▸ Problem: Take the line that contains "TARGET = horizontal stabilizer" and each line after it in the material below, and transcribe them exactly, stopping at the end.

▸ Provided material:
+ + + +

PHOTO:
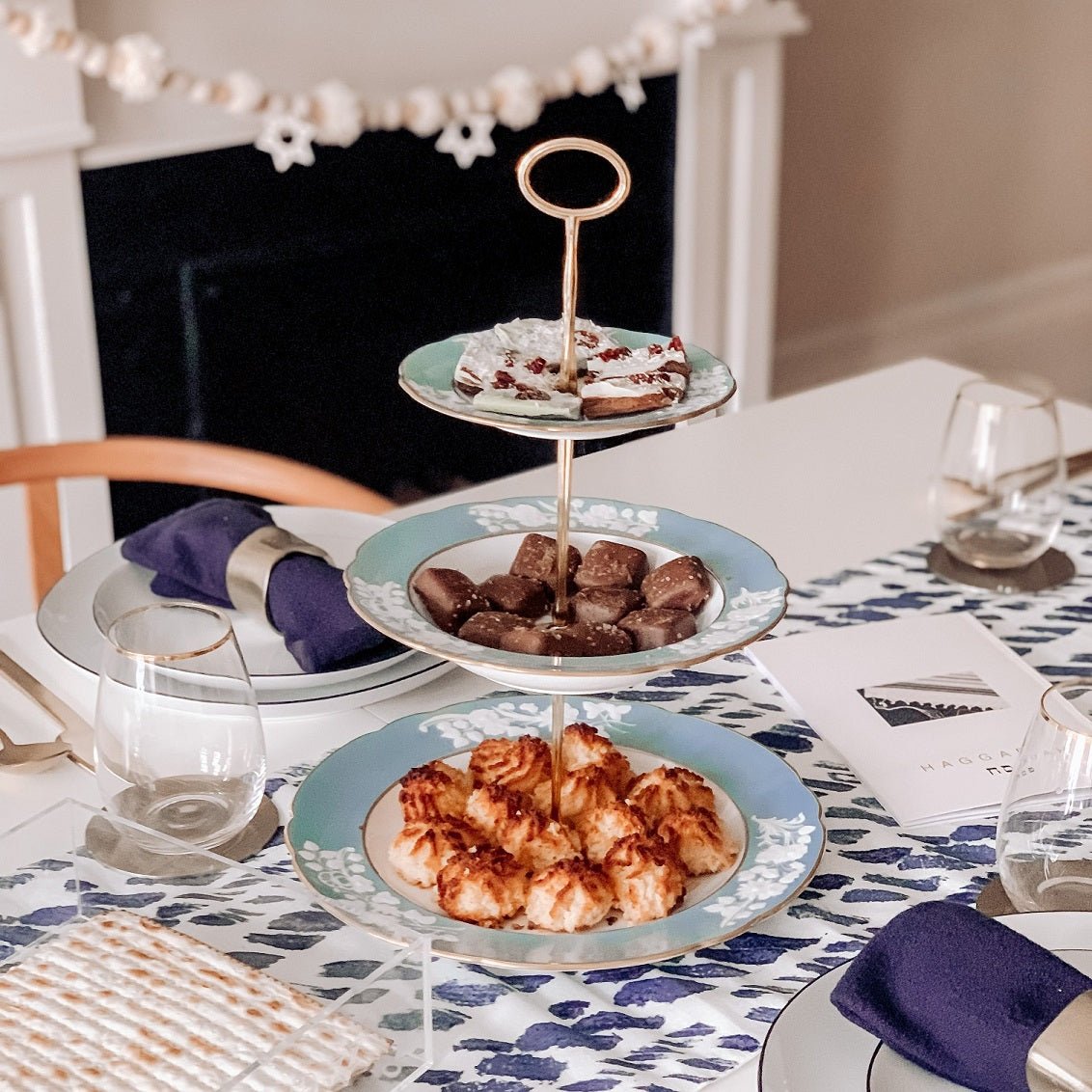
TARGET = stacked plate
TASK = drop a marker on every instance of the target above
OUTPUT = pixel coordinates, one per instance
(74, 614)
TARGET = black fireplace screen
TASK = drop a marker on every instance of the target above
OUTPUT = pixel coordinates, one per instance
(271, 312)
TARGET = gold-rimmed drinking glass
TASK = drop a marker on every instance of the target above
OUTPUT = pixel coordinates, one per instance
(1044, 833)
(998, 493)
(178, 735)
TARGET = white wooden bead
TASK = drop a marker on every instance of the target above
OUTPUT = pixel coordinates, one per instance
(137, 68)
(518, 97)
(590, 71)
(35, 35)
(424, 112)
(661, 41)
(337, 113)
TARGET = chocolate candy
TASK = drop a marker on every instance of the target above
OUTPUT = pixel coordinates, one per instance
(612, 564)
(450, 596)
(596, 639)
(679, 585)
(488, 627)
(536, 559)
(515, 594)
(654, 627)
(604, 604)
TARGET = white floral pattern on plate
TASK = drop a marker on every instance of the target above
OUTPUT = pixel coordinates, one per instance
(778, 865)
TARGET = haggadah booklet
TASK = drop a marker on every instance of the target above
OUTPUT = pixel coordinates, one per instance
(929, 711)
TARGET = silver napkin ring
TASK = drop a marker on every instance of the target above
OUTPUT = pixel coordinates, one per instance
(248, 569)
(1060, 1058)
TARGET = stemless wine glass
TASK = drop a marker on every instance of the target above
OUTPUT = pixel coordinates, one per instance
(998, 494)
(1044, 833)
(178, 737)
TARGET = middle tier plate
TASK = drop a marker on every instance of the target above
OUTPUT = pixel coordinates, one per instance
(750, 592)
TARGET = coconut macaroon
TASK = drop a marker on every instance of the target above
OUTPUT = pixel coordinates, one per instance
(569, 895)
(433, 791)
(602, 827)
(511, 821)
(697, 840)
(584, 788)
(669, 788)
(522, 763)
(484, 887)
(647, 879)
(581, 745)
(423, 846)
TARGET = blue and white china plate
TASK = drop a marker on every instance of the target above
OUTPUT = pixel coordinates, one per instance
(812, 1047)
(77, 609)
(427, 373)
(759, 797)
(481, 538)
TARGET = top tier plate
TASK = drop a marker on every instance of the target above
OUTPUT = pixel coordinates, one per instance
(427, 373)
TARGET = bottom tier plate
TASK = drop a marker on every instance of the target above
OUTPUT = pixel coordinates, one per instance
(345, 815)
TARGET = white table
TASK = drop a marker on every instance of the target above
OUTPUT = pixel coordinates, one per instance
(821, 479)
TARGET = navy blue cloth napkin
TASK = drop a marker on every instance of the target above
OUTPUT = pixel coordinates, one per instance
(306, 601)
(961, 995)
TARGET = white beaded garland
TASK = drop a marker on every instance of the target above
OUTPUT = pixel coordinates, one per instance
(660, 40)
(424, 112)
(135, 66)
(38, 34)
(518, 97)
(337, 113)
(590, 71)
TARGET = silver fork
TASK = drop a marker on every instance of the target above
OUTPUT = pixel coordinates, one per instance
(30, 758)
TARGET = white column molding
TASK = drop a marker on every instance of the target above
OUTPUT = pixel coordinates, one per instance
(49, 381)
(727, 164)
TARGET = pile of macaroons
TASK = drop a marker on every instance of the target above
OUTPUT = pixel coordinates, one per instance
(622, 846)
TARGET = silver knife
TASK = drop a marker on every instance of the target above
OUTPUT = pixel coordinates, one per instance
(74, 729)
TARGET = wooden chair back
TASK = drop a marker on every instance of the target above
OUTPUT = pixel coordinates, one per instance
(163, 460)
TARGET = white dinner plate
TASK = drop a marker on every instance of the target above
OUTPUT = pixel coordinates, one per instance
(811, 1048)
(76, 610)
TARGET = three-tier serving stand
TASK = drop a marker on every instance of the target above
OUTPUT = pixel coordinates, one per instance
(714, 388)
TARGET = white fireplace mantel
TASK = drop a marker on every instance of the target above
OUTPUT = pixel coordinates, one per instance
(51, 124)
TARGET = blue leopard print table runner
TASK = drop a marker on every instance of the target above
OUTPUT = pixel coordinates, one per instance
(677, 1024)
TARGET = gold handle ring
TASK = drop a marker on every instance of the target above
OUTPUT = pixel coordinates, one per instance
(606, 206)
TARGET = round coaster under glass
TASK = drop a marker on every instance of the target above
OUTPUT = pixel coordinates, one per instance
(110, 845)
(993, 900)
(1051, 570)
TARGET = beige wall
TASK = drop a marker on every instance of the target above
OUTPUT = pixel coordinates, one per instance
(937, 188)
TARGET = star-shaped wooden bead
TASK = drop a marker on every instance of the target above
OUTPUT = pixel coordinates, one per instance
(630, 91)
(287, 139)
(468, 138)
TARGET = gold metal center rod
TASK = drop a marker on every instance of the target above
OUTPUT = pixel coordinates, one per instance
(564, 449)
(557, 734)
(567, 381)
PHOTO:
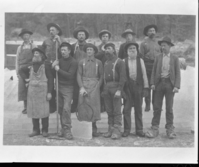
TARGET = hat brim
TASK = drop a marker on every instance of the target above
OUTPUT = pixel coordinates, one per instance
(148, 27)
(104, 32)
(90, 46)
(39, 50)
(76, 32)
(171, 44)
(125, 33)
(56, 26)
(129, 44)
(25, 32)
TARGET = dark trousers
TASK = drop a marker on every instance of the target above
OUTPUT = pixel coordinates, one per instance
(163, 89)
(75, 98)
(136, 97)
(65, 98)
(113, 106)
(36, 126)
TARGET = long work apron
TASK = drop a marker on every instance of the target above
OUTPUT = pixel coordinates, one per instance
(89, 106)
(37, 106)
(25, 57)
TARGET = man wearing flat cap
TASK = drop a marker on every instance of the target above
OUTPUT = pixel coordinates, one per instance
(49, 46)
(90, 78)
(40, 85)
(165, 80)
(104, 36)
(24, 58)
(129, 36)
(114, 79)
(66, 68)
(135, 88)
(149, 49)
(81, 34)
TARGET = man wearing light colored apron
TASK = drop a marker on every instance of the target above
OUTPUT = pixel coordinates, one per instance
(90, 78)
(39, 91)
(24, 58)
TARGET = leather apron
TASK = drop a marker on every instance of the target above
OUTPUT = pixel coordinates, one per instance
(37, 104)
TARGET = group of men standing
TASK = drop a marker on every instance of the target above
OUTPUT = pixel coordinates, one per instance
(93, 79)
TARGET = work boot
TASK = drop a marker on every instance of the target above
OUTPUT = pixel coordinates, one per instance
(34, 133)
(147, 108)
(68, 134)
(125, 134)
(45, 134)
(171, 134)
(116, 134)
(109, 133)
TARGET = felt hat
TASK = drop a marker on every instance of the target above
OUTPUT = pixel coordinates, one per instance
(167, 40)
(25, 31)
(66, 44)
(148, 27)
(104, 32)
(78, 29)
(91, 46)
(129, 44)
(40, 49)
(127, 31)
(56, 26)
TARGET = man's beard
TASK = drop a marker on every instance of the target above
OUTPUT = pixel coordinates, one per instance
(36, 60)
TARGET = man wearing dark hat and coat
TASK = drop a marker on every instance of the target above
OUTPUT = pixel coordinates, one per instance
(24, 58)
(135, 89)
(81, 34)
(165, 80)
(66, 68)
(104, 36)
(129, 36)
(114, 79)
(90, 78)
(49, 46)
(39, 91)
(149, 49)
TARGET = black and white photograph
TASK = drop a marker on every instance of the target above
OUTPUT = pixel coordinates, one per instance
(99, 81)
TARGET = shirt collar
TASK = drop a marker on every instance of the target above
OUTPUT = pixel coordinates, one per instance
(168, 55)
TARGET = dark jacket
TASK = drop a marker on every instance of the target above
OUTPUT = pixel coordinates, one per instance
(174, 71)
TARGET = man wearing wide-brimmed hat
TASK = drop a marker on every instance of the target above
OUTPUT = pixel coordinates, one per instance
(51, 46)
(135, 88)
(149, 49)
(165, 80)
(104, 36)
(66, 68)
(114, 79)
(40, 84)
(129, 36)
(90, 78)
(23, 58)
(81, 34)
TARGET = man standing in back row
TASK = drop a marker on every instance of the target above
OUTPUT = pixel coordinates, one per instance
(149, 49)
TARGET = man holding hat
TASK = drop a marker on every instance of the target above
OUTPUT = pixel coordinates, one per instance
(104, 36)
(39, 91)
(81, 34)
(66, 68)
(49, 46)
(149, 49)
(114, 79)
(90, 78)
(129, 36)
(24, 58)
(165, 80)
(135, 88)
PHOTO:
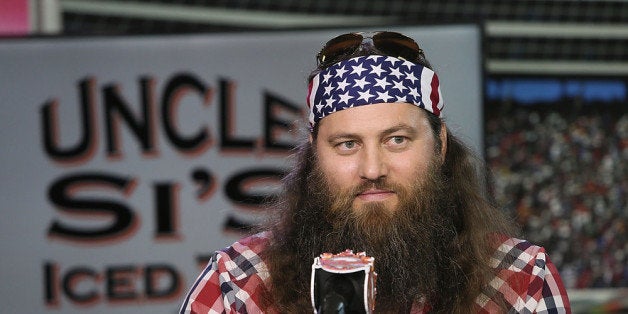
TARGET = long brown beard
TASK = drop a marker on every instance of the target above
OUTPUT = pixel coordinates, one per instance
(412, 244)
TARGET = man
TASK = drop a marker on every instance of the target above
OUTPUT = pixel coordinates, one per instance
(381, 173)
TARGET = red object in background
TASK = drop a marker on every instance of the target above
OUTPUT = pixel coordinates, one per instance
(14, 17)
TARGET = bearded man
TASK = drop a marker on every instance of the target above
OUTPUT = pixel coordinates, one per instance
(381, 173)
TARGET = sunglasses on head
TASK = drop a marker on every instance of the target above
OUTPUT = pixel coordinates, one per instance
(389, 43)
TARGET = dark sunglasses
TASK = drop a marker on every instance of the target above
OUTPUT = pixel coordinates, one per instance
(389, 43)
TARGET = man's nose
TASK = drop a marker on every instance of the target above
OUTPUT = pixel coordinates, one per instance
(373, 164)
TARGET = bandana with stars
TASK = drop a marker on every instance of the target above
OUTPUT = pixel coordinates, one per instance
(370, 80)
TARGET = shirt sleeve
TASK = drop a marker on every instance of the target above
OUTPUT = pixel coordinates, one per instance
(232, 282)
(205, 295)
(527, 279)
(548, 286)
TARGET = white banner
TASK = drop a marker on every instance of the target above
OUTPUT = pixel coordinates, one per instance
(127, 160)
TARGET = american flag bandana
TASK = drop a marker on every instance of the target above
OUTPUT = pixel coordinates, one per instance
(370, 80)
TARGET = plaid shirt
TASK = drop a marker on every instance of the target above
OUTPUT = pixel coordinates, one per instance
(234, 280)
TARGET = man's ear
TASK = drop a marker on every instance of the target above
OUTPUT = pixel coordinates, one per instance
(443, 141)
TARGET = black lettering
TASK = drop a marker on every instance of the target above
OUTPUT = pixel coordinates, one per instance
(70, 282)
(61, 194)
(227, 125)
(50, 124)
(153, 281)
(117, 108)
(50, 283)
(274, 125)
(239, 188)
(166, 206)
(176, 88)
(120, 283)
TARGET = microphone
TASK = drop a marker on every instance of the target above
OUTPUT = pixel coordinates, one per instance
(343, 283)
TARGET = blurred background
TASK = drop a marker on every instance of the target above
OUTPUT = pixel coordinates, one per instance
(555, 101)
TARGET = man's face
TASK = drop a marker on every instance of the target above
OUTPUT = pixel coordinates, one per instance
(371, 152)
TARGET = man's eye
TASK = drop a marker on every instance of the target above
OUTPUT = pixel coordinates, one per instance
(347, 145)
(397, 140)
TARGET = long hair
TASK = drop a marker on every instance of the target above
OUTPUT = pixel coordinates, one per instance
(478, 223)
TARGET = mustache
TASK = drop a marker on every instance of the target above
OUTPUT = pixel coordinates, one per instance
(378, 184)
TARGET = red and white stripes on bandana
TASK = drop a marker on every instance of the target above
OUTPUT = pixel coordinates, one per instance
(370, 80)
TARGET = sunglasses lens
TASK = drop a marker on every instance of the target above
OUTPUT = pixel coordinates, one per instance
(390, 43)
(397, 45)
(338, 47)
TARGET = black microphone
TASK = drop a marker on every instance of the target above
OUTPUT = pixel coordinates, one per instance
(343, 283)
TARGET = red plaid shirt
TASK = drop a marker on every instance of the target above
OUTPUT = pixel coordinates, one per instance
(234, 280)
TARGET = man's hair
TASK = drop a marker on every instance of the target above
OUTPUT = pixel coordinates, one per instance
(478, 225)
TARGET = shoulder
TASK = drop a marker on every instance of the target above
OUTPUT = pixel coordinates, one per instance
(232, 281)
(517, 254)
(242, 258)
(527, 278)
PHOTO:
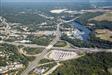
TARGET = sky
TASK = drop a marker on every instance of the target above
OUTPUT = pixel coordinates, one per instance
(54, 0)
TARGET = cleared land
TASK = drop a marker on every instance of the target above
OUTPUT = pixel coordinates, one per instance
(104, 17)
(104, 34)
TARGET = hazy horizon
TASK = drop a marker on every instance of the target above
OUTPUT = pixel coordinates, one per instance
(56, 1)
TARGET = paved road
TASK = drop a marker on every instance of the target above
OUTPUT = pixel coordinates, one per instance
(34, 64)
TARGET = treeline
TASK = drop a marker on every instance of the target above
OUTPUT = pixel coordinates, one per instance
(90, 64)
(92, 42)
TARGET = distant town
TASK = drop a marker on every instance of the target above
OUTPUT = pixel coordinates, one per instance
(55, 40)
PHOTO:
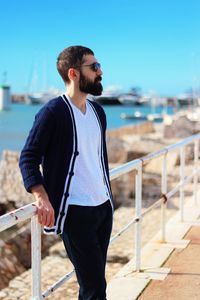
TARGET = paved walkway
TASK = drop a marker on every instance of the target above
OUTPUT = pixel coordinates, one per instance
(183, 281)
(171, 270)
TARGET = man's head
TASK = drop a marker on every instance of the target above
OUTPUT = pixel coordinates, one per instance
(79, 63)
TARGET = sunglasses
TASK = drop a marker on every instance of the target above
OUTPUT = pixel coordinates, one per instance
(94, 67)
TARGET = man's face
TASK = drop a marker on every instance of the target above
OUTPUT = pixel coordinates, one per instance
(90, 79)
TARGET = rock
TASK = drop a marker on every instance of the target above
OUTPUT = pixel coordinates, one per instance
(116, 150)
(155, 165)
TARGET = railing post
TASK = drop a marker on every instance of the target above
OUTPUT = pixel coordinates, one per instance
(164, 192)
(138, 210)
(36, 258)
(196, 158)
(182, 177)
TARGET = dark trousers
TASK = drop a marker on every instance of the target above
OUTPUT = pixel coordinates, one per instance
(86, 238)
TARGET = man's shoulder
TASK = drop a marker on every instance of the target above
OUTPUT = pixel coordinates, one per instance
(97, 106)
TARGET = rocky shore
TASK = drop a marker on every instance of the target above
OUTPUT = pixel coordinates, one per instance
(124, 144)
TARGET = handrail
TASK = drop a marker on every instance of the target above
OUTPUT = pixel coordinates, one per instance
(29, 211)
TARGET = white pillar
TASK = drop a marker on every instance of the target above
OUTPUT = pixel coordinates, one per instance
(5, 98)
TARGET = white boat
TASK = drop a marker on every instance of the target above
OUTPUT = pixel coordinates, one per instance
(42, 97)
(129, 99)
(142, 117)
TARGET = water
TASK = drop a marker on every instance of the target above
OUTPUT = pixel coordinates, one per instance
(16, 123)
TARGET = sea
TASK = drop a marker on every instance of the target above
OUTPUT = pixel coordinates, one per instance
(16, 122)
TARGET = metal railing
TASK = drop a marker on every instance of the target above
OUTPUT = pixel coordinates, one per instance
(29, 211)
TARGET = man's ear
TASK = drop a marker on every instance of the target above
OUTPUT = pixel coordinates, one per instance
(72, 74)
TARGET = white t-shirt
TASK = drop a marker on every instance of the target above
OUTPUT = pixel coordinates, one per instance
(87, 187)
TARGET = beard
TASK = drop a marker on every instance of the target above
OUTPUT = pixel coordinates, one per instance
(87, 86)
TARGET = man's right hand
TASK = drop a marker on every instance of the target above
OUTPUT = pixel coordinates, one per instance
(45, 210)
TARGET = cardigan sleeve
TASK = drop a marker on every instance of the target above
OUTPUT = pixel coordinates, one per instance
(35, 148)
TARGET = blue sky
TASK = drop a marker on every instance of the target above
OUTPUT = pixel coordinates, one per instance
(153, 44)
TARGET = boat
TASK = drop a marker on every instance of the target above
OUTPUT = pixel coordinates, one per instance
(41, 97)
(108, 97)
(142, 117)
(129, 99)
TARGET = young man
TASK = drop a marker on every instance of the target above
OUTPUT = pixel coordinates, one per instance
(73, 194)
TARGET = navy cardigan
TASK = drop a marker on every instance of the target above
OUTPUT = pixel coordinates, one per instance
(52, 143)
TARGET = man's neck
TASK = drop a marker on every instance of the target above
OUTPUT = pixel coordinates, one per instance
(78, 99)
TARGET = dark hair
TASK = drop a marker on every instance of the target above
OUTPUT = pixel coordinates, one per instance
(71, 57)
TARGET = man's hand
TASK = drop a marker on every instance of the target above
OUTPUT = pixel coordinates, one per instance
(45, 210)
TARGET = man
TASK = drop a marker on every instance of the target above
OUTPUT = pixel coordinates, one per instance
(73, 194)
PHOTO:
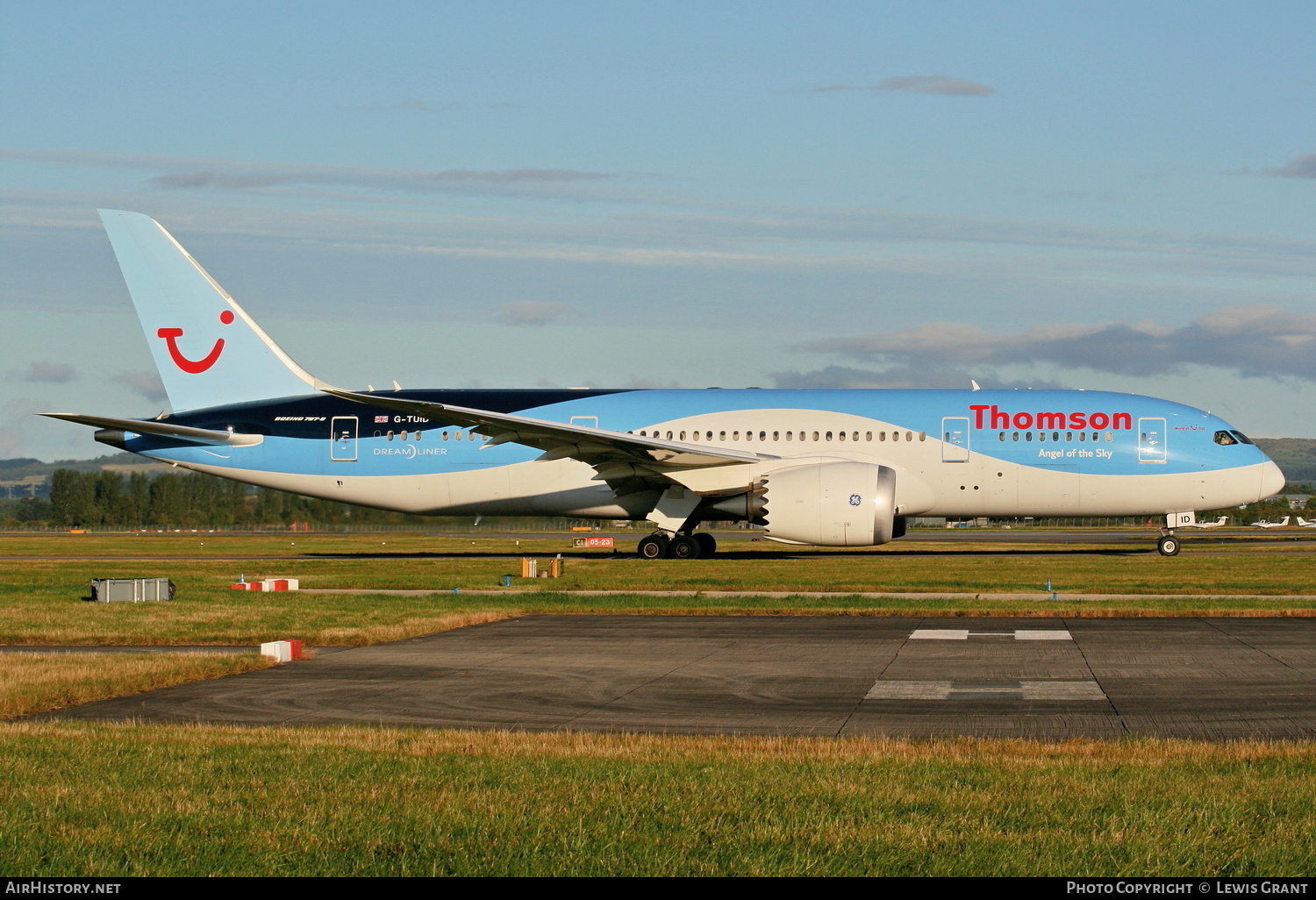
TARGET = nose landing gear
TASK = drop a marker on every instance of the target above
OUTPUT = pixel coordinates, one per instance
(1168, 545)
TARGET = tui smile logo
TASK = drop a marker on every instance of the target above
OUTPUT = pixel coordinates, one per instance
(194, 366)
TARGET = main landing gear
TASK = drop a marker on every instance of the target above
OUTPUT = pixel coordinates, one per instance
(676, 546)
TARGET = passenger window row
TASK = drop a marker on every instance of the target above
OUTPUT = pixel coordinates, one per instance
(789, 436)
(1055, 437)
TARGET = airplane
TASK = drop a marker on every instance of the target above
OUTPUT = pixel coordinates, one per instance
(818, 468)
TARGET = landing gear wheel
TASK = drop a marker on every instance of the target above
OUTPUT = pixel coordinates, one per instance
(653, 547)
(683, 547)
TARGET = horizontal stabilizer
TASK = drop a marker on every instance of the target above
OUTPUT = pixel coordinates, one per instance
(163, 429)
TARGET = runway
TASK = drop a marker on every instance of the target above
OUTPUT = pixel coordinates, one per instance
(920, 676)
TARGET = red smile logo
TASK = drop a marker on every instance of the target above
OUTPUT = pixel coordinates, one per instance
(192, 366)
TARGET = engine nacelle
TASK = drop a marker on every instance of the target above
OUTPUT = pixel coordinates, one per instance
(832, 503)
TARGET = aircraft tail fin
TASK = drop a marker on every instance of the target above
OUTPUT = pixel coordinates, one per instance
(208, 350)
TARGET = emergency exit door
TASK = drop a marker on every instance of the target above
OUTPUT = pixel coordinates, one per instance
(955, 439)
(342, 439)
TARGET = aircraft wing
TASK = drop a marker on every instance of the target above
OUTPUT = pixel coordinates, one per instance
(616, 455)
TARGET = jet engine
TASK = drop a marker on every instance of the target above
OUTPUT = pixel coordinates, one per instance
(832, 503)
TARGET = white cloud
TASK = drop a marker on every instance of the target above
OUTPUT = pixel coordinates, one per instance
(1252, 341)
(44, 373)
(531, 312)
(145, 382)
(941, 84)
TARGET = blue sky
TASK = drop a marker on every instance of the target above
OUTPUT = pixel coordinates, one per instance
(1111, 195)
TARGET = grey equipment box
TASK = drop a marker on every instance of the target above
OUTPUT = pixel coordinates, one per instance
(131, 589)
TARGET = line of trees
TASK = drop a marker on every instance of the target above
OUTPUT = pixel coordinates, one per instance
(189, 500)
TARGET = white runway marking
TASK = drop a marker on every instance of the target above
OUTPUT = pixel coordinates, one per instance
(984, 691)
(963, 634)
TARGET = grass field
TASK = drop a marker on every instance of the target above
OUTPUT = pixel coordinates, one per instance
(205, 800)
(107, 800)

+ + + +

▸ Solution to the exercise:
TARGET = horizontal stabilizer
TASK = drop a marker on every instance of the target above
OUTPUT = pixel coordinates, one per instance
(163, 429)
TARGET = runway
TASK = drop a marker on every instance of the target above
OUTPUT = pixel coordinates, one per instance
(920, 676)
TARGET = red smile logo
TASK = drop a marker on every instance of the target above
OUTPUT = pixel coordinates, one per instance
(192, 366)
TARGET = engine nacelle
TASK = drop a marker on every instance of the target above
OUTPUT = pixel coordinates, one per instance
(832, 503)
TARGET = aircraft tail fin
TASK = drop a marker on every instance of the target above
OUTPUT = pixel coordinates, one per instance
(208, 350)
TARGET = emergency exit door
TASK = drop a marker on every instance of the target above
OUTPUT = pixel coordinates, one per instance
(955, 439)
(342, 439)
TARGET = aircraft wing
TASK = drop a marker on every instance of the target above
OUTPUT = pixel coordinates, one per instance
(616, 455)
TARGET = jet engine
TASK = drop a marker on every instance of the target above
OUTPUT = pixel coordinates, one per instance
(832, 503)
TARGET = white cloud
TASK = drop a marker on every instance of the target above
OUTPUT = pixel coordinates, one per instance
(1252, 341)
(44, 373)
(531, 312)
(145, 382)
(941, 84)
TARGET = blue sky
TASK = drop a marker on every instance of the target above
OUTPUT = pixel coordinates, one per instance
(1111, 195)
TARGET = grey equipment box
TASK = drop a marker on every instance of the target above
OUTPUT = pixel coordinates, one per instance
(131, 589)
TARGET = line of trees
TASK = drop a marker on every instance of the target above
OUTPUT = pixel coordinates, one per instance
(189, 500)
TARGET = white runway marking
TASK = drop a marker on every instance of the target above
OUTPUT = pixel coordinates, one per instance
(984, 691)
(963, 634)
TARGET = grass field
TASK = drop a marker on every instance of the target above
OUTPUT = pixel coordinates, one per instance
(205, 800)
(107, 800)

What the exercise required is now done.